CHALLENGE -
Gather every line in the records below that contains the string "background" and copy each one in full. Case counts.
/---
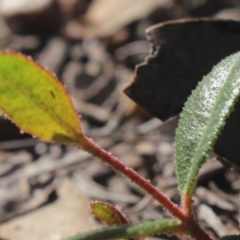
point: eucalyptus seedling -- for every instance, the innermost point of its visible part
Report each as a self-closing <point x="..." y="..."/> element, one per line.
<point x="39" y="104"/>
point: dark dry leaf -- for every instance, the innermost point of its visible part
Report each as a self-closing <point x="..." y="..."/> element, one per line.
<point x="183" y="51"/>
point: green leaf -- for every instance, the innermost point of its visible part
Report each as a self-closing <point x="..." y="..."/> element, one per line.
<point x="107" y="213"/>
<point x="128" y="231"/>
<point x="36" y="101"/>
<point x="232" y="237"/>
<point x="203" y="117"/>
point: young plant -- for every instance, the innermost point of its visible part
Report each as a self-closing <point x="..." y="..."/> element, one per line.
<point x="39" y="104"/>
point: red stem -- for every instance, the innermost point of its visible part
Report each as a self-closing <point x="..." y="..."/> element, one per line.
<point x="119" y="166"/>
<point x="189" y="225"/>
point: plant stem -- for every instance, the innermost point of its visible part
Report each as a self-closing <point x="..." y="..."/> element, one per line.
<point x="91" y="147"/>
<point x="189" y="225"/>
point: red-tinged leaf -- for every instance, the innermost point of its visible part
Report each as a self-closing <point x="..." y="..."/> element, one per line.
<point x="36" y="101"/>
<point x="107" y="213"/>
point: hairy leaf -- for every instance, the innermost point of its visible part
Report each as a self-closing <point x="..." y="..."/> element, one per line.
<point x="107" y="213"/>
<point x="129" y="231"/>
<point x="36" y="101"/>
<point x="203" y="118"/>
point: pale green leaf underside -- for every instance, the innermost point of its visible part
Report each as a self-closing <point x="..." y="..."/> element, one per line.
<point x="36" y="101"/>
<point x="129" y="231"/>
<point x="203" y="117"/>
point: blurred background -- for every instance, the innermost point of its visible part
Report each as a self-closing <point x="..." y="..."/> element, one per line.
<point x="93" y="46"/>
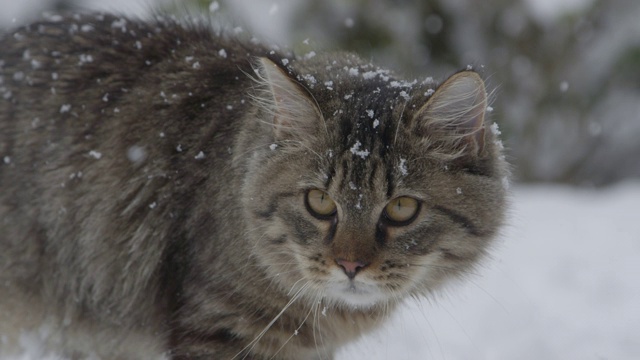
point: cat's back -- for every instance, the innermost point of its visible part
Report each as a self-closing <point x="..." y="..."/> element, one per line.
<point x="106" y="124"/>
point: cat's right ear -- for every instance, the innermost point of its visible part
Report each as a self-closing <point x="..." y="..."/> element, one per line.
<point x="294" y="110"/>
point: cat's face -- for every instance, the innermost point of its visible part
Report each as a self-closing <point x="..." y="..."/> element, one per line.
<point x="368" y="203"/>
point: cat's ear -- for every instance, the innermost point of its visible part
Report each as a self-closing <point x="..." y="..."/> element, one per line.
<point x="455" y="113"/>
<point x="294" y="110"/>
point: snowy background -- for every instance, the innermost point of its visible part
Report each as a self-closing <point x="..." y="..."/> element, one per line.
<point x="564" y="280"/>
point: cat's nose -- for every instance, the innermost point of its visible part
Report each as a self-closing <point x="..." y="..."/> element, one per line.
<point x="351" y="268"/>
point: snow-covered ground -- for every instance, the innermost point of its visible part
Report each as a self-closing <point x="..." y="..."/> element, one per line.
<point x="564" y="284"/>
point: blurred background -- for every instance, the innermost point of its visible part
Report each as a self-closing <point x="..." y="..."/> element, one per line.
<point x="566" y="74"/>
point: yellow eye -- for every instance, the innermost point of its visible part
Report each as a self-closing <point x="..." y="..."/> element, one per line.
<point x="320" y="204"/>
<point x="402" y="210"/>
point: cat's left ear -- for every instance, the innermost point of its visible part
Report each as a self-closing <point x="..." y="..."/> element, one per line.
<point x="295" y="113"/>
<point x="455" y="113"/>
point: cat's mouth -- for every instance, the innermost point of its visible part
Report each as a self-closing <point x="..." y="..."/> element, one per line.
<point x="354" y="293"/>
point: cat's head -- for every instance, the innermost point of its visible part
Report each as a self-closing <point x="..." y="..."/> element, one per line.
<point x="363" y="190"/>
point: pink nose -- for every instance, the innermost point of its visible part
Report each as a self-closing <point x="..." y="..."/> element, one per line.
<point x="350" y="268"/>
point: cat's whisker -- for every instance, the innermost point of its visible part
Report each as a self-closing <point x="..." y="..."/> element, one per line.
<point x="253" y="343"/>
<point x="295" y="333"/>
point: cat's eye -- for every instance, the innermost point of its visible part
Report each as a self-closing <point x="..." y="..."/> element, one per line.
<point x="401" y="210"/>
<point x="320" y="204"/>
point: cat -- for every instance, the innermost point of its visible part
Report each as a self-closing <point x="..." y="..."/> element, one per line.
\---
/---
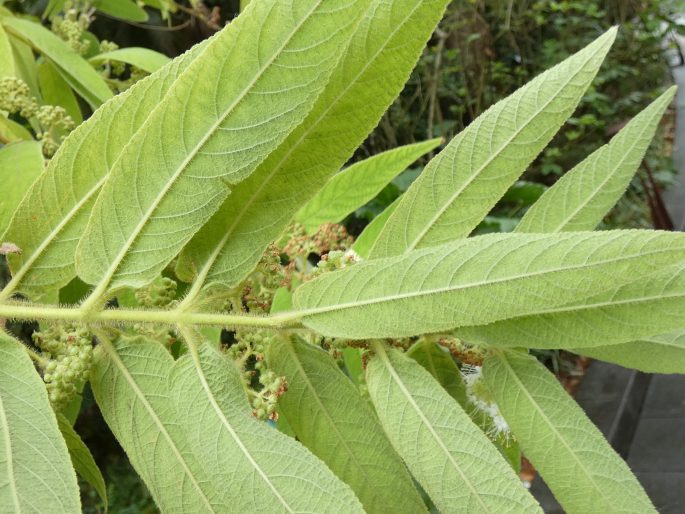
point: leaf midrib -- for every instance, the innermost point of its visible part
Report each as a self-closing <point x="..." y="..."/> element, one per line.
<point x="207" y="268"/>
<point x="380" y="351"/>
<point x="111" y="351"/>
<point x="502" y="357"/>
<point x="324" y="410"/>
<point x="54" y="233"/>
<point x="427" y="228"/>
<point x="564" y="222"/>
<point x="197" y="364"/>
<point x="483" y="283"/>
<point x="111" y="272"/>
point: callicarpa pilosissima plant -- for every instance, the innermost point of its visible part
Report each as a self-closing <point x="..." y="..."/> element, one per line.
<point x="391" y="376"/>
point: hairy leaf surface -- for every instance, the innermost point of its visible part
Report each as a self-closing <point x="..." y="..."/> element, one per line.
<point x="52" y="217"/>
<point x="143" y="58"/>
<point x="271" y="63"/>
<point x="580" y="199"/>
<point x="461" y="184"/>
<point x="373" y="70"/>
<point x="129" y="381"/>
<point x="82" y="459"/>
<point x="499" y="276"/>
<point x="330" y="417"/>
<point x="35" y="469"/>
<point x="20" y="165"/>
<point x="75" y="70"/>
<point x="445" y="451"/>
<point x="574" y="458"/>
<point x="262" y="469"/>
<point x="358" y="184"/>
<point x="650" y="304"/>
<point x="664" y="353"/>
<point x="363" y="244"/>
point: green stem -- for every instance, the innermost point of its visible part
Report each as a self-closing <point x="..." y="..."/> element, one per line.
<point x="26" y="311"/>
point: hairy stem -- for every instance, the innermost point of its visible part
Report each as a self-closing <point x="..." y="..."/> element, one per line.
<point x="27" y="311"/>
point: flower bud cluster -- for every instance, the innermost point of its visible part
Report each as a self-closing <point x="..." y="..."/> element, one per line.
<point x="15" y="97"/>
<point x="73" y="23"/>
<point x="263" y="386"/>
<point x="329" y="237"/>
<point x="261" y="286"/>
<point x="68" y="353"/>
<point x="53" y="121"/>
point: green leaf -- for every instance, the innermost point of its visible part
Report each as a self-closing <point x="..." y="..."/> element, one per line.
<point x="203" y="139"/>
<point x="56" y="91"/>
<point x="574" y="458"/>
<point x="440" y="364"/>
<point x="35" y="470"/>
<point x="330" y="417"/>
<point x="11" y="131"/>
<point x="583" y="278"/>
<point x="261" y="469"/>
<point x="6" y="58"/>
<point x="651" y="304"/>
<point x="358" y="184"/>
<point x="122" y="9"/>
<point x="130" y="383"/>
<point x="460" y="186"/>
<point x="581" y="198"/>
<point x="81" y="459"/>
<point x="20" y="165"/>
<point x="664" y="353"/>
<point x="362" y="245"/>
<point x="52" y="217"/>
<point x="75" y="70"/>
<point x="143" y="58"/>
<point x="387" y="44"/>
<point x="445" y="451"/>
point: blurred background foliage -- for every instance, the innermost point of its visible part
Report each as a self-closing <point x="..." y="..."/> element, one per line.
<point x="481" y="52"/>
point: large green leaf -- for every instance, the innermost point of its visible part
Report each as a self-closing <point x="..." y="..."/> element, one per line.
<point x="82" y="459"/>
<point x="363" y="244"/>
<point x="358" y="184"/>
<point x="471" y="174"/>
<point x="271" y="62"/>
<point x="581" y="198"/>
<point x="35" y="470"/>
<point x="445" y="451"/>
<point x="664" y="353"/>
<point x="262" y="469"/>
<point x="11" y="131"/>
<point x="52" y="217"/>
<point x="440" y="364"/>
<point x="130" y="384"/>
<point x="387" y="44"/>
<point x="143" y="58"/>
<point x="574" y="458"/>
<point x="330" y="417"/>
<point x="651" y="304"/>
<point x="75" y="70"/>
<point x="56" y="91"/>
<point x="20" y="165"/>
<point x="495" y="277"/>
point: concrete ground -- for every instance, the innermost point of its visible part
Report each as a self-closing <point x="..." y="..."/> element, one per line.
\---
FINISHED TASK -
point: blurred background -- for every instance, the innermost point of its visible part
point: snowy background -- for every instance, the innermost point of its visible part
point: blurred background -- for every instance, the innermost point of its visible part
point: blurred background foliage -- for every instance, the innermost point of its visible part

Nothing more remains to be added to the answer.